▶ **Exercise text**:
╭──

Mexican authorities are shutting down businesses and much of the country's government in an effort to stop the spread of swine flu.
In the U.S., Vice President Joe Biden says there is no practical benefit in shutting down the country's border with Mexico.
Click play for more with CBN News Medical Reporter Lorie Johnson.
Nationwide, health officials have confirmed more than 90 cases across eleven states. Five people have been hospitalized.
More than 160,000 children across the country stayed home Thursday because their schools are closed as a precaution. That follows the advice President Obama gave to the country last night.
"Keep your hands washed," he said during his televised news conference. "Cover your mouth when you cough. Stay home from work, if you're sick and keep your children home from school if they're sick."
Texas is one of the hardest hit areas in the country by the illness. In Fort Worth, one confirmed case of swine flu has shut down an entire school district. There have been at least 16 confirmed cases of swine flu in the state. So far, The Lone Star State has had the only fatality in this country.
Alert Level Raised
The World Health Organization raised its alert level from four to five, which means a pandemic is imminent. Level 6 is a full-blown pandemic.
Some health experts have called raising the current level to 5 is excessive. Others expect it to be raised within the next day or so.
"Influenza pandemics must be taken seriously precisely, because of their capacity to spread rapidly to every country in the world," said WHO Director- General Dr. Margaret Chan.
The world's eyes are on Mexico, where health officials say the virus may have caused as many 170 deaths.
The biggest reason is because this type of virus is a new strain and doctors know little about. That unknown is what has them worried.

╰──

▶ **Required tasks**:
a - In the swine flu article, what alert level did the World Health Organization move to, and from what level?
b - Extract the passage of the swine flu article between "Some health experts" and "many 170 deaths.", inclusive.
c - Continue the swine flu article from its final sentence.

▶ **Material provided**:
╭──

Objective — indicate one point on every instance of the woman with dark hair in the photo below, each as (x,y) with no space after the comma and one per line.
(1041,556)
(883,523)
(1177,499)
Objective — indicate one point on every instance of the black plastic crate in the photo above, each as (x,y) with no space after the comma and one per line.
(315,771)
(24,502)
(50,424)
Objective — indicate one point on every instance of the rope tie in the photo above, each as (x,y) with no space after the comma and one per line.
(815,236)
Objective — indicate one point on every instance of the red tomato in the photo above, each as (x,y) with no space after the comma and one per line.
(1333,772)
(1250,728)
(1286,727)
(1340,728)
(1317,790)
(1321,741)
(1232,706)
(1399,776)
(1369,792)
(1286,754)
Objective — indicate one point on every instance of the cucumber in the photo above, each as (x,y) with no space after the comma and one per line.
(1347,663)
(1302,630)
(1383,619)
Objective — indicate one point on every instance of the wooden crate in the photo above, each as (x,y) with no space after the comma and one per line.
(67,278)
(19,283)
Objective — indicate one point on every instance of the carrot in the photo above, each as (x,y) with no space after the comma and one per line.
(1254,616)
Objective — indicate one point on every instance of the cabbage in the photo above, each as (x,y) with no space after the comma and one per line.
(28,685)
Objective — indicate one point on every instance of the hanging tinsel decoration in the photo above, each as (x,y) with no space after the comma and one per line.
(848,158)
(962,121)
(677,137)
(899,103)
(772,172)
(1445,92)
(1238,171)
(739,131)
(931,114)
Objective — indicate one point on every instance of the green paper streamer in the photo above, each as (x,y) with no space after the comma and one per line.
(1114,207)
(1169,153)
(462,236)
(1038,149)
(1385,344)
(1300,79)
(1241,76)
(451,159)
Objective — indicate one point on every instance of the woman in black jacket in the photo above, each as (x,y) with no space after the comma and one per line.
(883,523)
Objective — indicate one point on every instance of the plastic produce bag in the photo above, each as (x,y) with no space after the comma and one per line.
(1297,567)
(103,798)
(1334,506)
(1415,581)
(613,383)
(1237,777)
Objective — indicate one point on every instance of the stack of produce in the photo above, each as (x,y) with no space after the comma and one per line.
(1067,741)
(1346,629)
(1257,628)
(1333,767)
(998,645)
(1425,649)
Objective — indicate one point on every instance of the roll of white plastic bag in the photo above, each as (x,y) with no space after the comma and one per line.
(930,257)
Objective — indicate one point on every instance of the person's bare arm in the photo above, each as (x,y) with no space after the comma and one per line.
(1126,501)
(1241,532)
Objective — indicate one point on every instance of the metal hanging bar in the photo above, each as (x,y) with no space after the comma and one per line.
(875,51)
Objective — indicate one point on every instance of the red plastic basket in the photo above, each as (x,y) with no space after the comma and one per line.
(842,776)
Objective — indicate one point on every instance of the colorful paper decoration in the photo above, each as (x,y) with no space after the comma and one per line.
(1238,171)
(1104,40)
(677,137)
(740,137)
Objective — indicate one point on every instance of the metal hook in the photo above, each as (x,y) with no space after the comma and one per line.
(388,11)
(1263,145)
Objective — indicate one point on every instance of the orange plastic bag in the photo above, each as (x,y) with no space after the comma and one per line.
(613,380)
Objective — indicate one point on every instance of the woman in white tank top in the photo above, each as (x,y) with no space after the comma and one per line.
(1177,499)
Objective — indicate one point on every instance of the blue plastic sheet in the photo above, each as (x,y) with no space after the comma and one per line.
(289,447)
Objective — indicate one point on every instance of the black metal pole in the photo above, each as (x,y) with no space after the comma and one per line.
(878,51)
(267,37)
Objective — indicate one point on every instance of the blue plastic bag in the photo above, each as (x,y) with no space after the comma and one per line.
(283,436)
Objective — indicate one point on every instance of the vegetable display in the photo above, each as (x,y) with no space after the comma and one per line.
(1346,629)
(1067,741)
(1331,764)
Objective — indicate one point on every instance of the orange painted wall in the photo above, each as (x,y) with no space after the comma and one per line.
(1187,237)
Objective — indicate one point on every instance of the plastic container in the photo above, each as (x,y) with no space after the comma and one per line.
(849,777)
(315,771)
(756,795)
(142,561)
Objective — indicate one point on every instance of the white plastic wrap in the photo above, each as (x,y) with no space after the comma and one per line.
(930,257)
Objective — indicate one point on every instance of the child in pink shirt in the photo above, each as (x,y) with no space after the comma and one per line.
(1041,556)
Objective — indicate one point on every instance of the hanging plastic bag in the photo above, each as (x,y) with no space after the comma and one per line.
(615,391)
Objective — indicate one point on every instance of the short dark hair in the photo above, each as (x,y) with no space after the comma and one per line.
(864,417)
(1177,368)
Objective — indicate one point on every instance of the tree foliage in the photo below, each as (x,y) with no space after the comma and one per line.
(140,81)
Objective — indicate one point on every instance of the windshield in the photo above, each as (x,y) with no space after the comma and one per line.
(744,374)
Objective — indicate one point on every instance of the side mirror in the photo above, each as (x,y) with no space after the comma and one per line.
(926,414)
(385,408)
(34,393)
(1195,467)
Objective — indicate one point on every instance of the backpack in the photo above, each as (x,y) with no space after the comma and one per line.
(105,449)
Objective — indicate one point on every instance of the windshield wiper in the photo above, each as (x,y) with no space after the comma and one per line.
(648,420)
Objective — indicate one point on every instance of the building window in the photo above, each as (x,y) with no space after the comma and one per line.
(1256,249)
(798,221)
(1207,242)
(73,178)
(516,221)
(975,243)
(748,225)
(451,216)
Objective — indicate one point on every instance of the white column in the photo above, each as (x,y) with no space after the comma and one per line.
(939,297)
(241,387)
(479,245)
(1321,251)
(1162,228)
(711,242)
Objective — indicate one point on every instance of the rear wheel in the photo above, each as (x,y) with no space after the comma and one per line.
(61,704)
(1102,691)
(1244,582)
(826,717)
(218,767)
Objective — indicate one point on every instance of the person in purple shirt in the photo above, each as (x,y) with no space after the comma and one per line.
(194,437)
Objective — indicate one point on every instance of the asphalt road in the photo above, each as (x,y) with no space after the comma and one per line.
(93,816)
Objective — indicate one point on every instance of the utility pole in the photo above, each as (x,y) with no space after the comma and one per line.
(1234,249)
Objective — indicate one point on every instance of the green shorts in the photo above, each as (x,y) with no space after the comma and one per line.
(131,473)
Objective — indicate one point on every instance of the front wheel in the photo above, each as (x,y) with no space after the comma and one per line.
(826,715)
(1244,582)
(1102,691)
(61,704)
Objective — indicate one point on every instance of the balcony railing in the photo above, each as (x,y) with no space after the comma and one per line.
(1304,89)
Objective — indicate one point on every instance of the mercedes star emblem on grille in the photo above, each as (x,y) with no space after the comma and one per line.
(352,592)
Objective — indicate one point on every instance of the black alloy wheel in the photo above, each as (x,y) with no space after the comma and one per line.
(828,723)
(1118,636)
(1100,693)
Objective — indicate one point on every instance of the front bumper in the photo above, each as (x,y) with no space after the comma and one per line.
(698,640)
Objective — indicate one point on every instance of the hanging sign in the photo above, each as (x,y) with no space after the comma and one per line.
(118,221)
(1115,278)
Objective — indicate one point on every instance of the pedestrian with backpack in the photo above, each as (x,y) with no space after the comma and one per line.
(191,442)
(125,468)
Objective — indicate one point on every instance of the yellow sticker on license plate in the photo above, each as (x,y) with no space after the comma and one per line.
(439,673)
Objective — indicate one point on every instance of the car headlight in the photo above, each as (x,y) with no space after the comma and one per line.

╰──

▶ **Exercise responses**:
a - It raised its alert level from four to five.

b -
Some health experts have called raising the current level to 5 is excessive. Others expect it to be raised within the next day or so.
"Influenza pandemics must be taken seriously precisely, because of their capacity to spread rapidly to every country in the world," said WHO Director- General Dr. Margaret Chan.
The world's eyes are on Mexico, where health officials say the virus may have caused as many 170 deaths.

c -
Doctors say there are not many differences between the symptoms of swine flu and the normal flu. People who have swine flu can expect to experience high fever, muscle aches, and fatigue.
If there is a difference, medical experts say swine flu may cause patients to feel more nausea and vomiting.
Adding a little perspective to this story, it is important to note that, so far, less than 200 people around the world are known to have died from swine flu.
However, the regular flu kills at least 36,000 Americans every year. Worldwide, as many as 500,000 die annually from the flu, according to the Centers for Disease Control and the World Health Organization.
Since January, more than 13,000 Americans have died of complications from regular seasonal flu. Most of those victims are elderly.
Is Reaction Overblown?
So is the global reaction to this new strain of flu overblown? Dan Gainor of the Media Research Center told CBN News that the news media has a track record of overplaying these kinds of stories.
"The media have a really bad history of dealing with any sort of flu," he said. "It's like the end of the world."